▸ **What to produce**:
Please restate, word for word, the lines below that begin at the one with "of the green" and end at the one with "Target: red object in background". Leave out all other lines.

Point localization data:
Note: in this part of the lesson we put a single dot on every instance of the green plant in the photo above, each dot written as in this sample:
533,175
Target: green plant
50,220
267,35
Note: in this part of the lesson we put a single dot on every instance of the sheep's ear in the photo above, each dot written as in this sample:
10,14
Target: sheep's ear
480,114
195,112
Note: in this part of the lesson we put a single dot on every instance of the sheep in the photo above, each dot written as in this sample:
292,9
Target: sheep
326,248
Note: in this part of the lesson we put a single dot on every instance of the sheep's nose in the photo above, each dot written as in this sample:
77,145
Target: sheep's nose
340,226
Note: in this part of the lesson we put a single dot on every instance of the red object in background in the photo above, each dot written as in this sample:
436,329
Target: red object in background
--
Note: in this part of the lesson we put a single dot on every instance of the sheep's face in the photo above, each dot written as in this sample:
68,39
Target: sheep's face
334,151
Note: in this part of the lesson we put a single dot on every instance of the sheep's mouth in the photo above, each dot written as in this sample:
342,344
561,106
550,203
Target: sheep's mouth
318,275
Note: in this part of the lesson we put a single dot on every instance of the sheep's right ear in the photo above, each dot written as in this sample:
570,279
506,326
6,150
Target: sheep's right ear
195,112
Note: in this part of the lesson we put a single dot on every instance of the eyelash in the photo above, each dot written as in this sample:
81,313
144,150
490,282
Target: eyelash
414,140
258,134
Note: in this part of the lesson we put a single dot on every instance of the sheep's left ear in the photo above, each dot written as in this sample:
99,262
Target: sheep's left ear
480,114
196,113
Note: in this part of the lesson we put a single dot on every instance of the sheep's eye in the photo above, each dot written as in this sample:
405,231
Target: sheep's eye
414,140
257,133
==
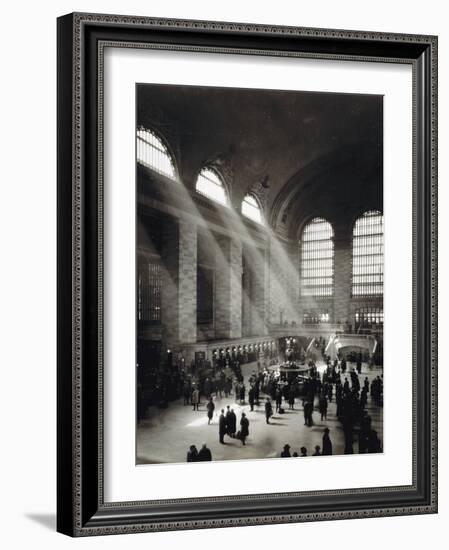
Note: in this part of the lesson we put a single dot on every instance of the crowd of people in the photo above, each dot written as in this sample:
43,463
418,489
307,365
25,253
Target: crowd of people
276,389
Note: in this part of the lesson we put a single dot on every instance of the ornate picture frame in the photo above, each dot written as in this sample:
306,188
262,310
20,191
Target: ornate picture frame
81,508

▸ **The completed task**:
Note: in this part of the lesson we put a single dot on every instance of the green plant in the photo above, each dot written as in this sample:
533,175
Target: green plant
50,220
267,35
Note: in this part of the lesson we put a single dot on every instance of the sheep's ear in the photo above, each dot written as in this sample:
10,14
Target: sheep's ear
480,114
195,112
Note: in this part of the lesson we put a single dot on every instance of the sheep in the photo above, each dot written as in this sample:
292,9
Target: sheep
326,248
Note: in this part of the lesson we put a single dot on every instance of the sheep's nose in the photo above, each dot written as in this sample:
77,145
Target: sheep's nose
340,226
Note: in this part of the lesson we put a single dot on every instance of the red object in background in the photo above, each dot written as in this sample:
436,329
Target: red object in background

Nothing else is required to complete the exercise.